___ TRECHO
Mariluce vinha sentindo formigamento nas mãos, dias depois do diagnóstico, foi internada e operada no Hospital Sírio Libanês, em São Paulo. Ficou lá do dia 21 de novembro até 23 de janeiro. No início de 2014, André raspou a cabeça como quem diz à mãe que ela, visivelmente, não estaria sozinha nem na queda de cabelos.
"A gente acreditava muito na recuperação dela. Ela fez um trabalho muito legal de fisioterapia. A cirurgia, a gente achou que foi um sucesso e na verdade foi, mas o cérebro é complicado e o dela foi câncer no cérebro", conta o filho.
De volta a Campo Grande, na cadeira de rodas que Mariluce ia, levada por André, às reuniões da universidade. À frente do mestrado e doutorado da UCDB, a professora também cursava Filosofia à noite. Entrava às 7h da manhã em sala de aula, saía 18h para trocar de lugar e de mestre, virava aprendiz. Em casa, segundo os filhos, mesmo chegando 11h da noite estudava até 2h da manhã.
A família estava em casa, no meio das comemorações do aniversário de Mariluce e da mãe. A professora fez 54 anos no dia 7 de fevereiro, a mãe aniversariava na manhã seguinte, quando cortaram o bolo em homenagem às duas. No dia 9, Mariluce apresentou espamos pelo corpo, era uma convulsão. Foi levada para o Proncor onde permaneceu os nove últimos dias e depois partiu.
"O que ficou? A minha mãe era muito humanista. Ela tinha o trabalho dela, eu, a Carime [irmã de André]... Tinha o lado profissional dela, mas pensava muito mais no próximo do que nela mesma", diz o filho. Os exemplos disso acompanharam André e Carime durante toda criação.
"Uma cena que eu lembro é dela parando o carro para a gente socorrer uma senhora que havia caído na rua... Ela trazia as alunas para almoçar em casa e voltar para a faculdade, para elas não gastarem dinheiro com almoço...". Estes são alguns de tantos exemplos que Mariluce deixou na memória de André.
Ligada aos movimentos políticos, à comunidade negra e indígena, até quando a câmera de André foi roubada, a devolveram porque no cartão de memória encontraram fotos da professora Mariluce. "Lá no Noroeste, me ligaram dizendo que tinham achado a minha câmera. Chegaram até mim, porque viram a foto dela. Me entregaram com cartão, case e tudo", recorda André.
______
___ DADOS ARMAZENADOS
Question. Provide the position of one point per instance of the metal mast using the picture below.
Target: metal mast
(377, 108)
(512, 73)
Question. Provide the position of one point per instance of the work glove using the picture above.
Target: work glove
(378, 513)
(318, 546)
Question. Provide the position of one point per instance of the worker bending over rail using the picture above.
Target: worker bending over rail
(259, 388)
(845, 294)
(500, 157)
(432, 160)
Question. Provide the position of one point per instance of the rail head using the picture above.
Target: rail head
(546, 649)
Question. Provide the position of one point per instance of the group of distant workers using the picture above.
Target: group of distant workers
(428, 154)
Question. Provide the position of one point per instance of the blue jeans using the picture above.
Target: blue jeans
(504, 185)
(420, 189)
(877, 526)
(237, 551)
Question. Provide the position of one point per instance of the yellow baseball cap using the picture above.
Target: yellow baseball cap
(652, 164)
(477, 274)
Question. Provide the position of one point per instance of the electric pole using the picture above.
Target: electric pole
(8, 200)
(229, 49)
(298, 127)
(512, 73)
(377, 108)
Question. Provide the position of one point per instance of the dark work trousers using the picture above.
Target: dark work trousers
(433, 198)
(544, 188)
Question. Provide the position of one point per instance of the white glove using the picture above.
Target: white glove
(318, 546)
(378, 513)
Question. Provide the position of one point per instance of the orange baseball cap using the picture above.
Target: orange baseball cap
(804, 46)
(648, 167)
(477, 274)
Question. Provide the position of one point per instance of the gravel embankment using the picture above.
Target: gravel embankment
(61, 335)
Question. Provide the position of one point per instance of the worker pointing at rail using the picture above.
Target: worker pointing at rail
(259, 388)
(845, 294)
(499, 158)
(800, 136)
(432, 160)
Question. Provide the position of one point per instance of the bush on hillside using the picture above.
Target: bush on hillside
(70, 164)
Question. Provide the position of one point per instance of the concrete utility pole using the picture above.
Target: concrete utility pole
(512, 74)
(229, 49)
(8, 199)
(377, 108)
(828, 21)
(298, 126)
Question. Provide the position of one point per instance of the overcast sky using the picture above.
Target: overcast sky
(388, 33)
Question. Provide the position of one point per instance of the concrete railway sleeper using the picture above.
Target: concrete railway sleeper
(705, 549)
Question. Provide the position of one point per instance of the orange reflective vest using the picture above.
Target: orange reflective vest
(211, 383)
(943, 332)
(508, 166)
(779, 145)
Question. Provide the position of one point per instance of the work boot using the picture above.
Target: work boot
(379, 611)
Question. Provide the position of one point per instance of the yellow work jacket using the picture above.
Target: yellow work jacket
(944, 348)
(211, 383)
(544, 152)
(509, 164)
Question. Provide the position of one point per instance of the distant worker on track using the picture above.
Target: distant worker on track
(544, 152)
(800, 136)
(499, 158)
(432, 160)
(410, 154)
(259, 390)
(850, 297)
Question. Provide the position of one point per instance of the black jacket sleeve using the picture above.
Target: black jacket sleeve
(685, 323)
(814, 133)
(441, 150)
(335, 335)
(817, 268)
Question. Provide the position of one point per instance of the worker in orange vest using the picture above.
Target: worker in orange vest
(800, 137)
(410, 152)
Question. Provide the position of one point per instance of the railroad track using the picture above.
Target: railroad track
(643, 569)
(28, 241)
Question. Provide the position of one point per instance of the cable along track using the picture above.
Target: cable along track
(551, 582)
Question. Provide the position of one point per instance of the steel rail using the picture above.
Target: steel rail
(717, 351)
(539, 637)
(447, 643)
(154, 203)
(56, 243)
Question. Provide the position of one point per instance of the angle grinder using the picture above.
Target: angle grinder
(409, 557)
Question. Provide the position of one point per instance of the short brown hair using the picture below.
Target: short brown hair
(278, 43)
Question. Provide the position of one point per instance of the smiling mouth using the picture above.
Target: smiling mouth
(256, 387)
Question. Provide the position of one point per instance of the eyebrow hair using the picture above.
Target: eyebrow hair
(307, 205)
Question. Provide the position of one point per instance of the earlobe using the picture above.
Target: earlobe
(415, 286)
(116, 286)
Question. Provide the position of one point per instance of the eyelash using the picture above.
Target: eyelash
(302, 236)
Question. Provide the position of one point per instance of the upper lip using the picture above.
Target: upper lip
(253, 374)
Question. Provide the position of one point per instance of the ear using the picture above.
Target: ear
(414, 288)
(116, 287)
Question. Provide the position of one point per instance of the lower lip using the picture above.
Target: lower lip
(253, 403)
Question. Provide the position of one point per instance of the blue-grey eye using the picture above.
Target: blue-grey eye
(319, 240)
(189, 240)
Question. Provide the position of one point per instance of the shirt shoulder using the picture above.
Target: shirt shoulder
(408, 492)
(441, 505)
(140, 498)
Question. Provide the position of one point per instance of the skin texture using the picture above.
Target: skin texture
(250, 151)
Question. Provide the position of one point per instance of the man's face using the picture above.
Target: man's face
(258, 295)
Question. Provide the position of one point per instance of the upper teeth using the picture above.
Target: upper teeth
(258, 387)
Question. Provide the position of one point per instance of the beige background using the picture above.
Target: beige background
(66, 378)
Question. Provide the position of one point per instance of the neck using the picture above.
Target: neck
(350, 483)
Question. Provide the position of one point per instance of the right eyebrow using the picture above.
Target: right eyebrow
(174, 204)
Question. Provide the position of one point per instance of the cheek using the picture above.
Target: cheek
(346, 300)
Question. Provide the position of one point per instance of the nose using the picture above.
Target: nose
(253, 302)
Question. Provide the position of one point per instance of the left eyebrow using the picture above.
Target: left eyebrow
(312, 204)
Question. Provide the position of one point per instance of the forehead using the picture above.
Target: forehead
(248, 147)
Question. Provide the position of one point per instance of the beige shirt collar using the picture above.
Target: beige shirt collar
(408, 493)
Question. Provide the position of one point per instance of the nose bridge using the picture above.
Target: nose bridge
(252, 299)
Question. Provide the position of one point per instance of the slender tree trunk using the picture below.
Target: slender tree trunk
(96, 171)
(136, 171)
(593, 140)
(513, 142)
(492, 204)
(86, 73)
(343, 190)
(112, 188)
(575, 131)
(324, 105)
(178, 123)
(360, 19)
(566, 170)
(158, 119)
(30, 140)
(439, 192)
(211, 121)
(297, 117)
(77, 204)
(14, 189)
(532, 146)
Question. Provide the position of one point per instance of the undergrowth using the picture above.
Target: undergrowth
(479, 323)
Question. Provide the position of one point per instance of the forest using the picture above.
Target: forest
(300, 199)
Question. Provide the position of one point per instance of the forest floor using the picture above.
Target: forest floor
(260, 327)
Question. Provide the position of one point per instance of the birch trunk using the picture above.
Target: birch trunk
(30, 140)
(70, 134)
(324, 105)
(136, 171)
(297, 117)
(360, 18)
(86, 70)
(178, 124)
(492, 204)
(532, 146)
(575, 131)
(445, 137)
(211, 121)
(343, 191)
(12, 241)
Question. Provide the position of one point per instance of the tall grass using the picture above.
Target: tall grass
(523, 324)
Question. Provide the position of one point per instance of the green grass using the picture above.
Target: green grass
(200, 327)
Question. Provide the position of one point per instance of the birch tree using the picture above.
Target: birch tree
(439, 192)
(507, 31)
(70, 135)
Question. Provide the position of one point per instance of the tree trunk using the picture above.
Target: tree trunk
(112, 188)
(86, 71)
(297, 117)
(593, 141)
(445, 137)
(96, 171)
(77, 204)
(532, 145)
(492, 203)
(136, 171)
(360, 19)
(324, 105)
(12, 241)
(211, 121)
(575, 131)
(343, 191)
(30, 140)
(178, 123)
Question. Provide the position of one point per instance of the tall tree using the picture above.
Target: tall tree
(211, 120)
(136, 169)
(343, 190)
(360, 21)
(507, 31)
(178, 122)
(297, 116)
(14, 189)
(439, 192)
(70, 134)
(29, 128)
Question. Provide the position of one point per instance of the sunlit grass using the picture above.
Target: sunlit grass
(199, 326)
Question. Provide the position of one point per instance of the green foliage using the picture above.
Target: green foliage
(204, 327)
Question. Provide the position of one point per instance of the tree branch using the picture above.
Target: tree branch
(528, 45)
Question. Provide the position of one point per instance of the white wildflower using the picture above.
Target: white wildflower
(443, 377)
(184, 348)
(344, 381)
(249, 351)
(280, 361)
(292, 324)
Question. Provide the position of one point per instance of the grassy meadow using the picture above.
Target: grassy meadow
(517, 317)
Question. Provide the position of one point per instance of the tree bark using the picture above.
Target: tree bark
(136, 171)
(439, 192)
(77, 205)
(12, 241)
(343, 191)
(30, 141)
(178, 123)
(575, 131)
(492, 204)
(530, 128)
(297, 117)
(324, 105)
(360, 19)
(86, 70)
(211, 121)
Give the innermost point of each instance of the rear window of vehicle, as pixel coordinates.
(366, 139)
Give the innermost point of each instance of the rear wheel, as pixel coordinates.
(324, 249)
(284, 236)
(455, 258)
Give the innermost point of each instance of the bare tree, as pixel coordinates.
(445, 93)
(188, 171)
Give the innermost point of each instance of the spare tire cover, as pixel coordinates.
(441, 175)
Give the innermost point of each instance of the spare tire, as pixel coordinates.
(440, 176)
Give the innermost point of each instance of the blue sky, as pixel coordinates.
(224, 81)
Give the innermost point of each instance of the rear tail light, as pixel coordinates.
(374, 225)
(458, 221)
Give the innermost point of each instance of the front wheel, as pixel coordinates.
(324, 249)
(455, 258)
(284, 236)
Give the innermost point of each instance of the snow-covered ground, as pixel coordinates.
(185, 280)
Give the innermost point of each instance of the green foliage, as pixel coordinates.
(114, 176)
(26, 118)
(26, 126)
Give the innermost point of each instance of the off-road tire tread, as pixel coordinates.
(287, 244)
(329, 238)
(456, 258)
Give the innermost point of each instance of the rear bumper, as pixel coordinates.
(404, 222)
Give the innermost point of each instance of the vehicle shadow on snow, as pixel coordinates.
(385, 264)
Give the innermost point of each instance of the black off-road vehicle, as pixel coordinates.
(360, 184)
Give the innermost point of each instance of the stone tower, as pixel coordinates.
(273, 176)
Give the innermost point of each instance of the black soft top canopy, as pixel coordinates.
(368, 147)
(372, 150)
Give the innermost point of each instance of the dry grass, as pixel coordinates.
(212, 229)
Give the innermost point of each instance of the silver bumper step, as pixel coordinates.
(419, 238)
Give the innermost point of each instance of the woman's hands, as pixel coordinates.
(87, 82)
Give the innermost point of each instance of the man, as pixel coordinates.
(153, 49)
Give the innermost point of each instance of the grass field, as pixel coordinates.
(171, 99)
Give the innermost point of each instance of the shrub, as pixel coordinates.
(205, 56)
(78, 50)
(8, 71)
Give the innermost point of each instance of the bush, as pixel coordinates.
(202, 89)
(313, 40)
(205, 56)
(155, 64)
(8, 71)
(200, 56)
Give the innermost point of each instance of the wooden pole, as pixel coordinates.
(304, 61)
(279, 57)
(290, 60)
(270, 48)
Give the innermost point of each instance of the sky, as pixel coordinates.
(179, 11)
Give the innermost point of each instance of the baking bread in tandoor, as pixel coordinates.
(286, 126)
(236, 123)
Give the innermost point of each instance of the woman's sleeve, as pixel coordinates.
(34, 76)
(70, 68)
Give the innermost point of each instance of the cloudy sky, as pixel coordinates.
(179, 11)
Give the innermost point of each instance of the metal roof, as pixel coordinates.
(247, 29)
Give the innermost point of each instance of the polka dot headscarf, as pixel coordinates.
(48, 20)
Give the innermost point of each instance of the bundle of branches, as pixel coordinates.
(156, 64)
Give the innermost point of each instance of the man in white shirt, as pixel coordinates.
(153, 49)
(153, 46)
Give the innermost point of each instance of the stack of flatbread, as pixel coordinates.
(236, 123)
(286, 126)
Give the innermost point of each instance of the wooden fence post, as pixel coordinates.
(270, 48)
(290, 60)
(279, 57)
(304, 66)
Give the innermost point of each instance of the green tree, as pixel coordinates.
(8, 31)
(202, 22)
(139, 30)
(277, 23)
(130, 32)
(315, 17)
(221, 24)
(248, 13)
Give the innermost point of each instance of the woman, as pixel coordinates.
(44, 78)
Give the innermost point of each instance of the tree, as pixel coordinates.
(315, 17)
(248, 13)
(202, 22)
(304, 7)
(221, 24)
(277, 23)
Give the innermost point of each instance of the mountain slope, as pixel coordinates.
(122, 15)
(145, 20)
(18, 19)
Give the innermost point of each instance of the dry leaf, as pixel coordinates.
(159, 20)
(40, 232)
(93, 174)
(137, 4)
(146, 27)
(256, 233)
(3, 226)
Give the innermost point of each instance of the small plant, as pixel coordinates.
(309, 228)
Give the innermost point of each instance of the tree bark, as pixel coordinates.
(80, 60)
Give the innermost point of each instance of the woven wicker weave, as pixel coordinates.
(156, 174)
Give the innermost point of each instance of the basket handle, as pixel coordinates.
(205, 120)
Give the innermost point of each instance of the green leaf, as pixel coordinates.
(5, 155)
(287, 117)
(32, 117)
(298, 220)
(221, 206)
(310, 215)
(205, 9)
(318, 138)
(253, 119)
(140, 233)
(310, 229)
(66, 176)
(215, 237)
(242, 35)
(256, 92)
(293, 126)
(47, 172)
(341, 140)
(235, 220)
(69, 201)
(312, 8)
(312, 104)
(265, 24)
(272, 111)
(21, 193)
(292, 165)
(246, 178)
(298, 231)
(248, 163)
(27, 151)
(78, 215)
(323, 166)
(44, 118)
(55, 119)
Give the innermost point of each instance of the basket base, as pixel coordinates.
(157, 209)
______
_EXERCÍCIOS PROPOSTOS:_
1) Traduza para o inglês esta frase do trecho: "Ela fez um trabalho muito legal de fisioterapia."
2) Reescreva a parte do trecho que vai de "Mariluce vinha sentindo" até "conta o filho.", trocando "formigamento" por "dormência".

_RESPOSTAS DOS EXERCÍCIOS:_
1) She did really great work in physical therapy.

2)
Mariluce vinha sentindo dormência nas mãos, dias depois do diagnóstico, foi internada e operada no Hospital Sírio Libanês, em São Paulo. Ficou lá do dia 21 de novembro até 23 de janeiro. No início de 2014, André raspou a cabeça como quem diz à mãe que ela, visivelmente, não estaria sozinha nem na queda de cabelos.
"A gente acreditava muito na recuperação dela. Ela fez um trabalho muito legal de fisioterapia. A cirurgia, a gente achou que foi um sucesso e na verdade foi, mas o cérebro é complicado e o dela foi câncer no cérebro", conta o filho.